PROBLEM TO SOLVE:
Arrange the lines from the one with "I'd appreciate your help finding the green grass" to the one with "[496,687,572,795]", both included, as a numbered list, leaving out any blank lines. Give only those lines.

Items from a labeling collection
* BEGIN *

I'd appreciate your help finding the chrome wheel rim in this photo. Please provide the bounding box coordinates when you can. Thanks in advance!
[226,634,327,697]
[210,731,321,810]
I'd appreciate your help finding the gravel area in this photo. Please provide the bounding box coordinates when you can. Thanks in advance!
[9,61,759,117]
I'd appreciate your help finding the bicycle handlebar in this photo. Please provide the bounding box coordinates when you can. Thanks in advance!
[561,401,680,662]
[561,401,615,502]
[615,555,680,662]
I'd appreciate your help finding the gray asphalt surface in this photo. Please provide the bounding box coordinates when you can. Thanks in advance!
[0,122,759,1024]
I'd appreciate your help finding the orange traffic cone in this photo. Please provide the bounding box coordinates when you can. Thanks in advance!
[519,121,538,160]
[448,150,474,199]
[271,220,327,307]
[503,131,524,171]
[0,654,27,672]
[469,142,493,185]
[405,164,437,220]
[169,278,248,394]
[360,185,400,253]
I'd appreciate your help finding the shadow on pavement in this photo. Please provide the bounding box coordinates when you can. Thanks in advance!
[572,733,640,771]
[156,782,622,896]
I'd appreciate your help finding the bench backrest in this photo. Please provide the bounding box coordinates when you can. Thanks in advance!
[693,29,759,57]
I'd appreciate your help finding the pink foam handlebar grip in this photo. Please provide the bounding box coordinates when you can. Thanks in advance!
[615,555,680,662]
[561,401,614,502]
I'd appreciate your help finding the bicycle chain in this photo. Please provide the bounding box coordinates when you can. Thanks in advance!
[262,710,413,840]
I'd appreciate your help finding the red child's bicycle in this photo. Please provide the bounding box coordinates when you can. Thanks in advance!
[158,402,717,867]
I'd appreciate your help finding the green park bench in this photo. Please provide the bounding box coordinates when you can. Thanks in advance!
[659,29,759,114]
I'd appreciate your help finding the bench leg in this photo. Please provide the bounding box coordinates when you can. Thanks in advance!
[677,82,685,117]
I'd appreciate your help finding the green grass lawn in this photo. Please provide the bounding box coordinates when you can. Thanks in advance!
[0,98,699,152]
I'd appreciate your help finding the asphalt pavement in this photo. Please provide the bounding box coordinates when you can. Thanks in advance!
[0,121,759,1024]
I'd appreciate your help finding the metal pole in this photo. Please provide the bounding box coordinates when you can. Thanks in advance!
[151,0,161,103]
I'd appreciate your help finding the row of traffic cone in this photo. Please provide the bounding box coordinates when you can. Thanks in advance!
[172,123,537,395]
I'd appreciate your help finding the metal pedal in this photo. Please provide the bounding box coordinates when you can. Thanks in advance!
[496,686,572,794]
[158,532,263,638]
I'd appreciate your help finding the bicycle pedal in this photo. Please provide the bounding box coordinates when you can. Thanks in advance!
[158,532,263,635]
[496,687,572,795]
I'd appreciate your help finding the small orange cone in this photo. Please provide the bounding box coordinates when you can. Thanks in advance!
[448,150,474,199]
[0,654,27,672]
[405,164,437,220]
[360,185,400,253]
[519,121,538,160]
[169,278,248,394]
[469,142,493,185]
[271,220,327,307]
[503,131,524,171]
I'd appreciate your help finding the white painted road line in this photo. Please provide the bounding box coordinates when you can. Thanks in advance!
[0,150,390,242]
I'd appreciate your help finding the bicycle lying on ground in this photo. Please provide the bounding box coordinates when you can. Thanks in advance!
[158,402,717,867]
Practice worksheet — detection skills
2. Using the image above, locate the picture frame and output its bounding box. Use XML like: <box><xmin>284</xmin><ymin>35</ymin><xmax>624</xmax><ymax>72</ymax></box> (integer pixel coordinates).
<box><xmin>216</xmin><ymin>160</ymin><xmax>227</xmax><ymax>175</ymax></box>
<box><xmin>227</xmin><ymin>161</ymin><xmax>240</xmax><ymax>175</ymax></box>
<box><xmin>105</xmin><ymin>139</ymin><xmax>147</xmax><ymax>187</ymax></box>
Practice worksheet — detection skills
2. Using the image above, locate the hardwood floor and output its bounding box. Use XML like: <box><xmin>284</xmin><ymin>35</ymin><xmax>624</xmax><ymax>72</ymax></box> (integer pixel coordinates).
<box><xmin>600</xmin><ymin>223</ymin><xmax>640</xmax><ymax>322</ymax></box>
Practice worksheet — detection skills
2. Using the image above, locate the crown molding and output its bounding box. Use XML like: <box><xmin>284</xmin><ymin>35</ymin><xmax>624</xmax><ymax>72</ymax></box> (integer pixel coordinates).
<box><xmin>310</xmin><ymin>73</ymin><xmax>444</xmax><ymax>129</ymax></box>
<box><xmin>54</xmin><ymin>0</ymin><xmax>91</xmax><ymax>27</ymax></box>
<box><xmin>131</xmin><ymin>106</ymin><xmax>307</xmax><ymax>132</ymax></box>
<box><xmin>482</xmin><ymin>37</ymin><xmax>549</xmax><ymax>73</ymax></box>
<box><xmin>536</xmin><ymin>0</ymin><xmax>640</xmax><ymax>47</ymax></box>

* END *
* BEGIN *

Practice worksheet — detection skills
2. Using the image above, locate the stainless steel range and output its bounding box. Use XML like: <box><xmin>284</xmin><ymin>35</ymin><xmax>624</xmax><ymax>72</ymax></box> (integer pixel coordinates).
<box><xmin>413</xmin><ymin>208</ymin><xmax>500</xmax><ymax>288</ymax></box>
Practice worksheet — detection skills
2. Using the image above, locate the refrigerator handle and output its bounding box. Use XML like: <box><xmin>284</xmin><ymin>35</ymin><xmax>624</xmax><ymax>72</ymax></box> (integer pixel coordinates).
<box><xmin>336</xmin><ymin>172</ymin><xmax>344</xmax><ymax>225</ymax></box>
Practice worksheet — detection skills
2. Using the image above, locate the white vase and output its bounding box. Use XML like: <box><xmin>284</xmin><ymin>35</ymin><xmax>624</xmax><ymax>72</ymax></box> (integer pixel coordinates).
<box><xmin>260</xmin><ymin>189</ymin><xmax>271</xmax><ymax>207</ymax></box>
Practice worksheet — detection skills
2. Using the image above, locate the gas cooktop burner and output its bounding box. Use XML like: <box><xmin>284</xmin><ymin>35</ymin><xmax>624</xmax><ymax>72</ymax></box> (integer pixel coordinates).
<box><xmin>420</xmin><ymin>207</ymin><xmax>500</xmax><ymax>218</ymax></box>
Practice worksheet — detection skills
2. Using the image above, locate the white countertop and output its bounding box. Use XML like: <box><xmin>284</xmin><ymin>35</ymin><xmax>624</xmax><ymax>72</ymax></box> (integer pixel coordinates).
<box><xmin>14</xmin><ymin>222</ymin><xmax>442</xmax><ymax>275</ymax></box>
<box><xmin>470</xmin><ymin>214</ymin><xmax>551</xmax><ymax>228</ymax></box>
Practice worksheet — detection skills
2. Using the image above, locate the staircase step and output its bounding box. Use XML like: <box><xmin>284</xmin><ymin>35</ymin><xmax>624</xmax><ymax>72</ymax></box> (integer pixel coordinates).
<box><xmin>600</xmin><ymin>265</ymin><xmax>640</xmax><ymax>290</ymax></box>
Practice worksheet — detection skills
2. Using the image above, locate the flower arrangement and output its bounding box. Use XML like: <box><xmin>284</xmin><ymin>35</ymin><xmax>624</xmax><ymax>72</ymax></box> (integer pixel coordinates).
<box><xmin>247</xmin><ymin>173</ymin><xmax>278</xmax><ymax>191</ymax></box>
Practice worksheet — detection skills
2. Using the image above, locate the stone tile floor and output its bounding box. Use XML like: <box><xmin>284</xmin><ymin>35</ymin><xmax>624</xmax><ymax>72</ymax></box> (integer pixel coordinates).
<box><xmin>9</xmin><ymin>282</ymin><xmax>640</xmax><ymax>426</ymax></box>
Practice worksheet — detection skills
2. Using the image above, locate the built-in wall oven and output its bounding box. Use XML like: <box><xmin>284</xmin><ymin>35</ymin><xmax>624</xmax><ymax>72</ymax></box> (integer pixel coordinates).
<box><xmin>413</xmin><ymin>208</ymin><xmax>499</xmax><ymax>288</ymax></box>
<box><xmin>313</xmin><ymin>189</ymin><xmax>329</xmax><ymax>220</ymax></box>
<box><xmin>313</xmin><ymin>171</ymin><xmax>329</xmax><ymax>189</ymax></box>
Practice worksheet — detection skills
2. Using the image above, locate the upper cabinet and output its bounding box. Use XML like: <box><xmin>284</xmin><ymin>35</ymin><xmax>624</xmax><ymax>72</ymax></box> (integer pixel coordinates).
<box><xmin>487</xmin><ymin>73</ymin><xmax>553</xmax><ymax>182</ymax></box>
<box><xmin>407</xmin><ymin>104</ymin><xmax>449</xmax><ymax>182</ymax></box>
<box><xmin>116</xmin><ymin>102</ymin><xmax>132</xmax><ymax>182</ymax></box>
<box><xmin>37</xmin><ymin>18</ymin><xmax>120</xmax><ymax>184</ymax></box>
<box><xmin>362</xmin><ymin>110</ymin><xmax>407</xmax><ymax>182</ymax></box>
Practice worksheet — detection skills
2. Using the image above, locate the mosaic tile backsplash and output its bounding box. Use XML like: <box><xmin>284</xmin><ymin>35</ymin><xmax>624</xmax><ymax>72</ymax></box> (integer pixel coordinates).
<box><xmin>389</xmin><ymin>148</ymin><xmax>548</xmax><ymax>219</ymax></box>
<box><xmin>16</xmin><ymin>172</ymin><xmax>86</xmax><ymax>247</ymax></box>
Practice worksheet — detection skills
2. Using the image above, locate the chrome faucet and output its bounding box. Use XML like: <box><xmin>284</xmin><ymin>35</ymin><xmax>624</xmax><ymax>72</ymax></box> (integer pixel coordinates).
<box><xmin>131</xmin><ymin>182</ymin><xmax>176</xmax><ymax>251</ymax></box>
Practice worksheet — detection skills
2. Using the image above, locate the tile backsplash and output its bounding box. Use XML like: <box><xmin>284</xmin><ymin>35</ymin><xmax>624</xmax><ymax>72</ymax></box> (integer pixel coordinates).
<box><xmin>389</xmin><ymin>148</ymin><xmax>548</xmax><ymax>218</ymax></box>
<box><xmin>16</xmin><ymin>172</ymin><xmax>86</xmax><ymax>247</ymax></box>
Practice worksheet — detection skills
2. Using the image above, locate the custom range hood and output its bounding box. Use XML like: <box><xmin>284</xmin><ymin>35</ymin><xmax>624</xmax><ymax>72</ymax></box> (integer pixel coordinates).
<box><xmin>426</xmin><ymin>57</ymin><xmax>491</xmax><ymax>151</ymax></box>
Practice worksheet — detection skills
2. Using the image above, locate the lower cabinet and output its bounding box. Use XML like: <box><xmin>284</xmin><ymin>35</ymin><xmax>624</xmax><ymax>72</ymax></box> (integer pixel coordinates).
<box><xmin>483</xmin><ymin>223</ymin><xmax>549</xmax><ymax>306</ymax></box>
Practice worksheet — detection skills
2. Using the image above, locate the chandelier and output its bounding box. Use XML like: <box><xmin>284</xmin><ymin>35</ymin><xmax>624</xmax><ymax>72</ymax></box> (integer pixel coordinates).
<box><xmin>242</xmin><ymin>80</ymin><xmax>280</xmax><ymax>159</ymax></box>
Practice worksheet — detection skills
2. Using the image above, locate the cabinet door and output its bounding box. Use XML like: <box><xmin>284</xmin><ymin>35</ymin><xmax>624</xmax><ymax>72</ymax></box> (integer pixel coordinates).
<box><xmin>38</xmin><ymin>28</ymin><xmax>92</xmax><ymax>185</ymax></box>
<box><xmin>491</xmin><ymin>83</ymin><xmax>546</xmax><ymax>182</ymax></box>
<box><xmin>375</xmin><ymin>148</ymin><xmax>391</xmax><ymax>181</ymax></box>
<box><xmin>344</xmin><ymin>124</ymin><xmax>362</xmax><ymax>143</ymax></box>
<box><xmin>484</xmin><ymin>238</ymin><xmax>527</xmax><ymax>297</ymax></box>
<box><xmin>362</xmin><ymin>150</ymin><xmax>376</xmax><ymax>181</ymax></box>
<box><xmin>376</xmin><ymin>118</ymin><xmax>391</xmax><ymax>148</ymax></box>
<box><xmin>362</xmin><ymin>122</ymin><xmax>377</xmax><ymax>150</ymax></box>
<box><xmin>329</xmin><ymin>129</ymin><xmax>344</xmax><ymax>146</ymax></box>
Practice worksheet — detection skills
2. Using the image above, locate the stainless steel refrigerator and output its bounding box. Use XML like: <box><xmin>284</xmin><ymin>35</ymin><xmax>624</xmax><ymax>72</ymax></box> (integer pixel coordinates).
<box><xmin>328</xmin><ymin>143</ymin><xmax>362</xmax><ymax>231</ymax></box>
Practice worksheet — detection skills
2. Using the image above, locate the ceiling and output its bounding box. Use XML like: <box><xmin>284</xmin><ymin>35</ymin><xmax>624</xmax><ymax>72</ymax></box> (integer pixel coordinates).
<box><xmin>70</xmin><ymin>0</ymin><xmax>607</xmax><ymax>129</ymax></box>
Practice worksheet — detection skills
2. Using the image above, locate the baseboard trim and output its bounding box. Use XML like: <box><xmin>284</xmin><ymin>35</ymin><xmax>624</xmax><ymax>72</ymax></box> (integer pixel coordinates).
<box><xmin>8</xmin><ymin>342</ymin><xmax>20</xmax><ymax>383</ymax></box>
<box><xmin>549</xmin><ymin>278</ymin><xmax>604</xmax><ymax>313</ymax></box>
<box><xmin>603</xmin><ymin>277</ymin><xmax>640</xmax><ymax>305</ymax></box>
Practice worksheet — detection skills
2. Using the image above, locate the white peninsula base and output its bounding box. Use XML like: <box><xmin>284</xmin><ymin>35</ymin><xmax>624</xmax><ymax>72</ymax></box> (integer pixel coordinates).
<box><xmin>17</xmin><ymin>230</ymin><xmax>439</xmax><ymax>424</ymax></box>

* END *

ANSWER TO THIS PROBLEM:
1. I'd appreciate your help finding the green grass lawn in this photo. Please provide the bounding box coordinates when you can. Thanks in advance!
2. [0,98,699,152]
3. I'd appreciate your help finding the asphalt pavement in this photo. Please provide the bounding box coordinates when you can. Thanks in advance!
4. [0,121,759,1024]
5. I'd appreciate your help finding the metal pole in this photo. Please provide the bounding box coordinates when you can. Thanks in advance!
6. [151,0,161,103]
7. I'd appreciate your help finding the row of traffic cone in this photo. Please provide the bounding box coordinates when you can. Thanks in advance!
8. [172,123,537,395]
9. I'd appreciate your help finding the metal pedal in this photo. Please provide the bounding box coordinates when you can. Thanks in advance!
10. [496,686,572,794]
11. [158,532,263,638]
12. I'd appreciate your help finding the bicycle pedal in this photo. Please provide the bounding box coordinates when you can. Thanks in advance!
13. [158,532,263,635]
14. [496,687,572,795]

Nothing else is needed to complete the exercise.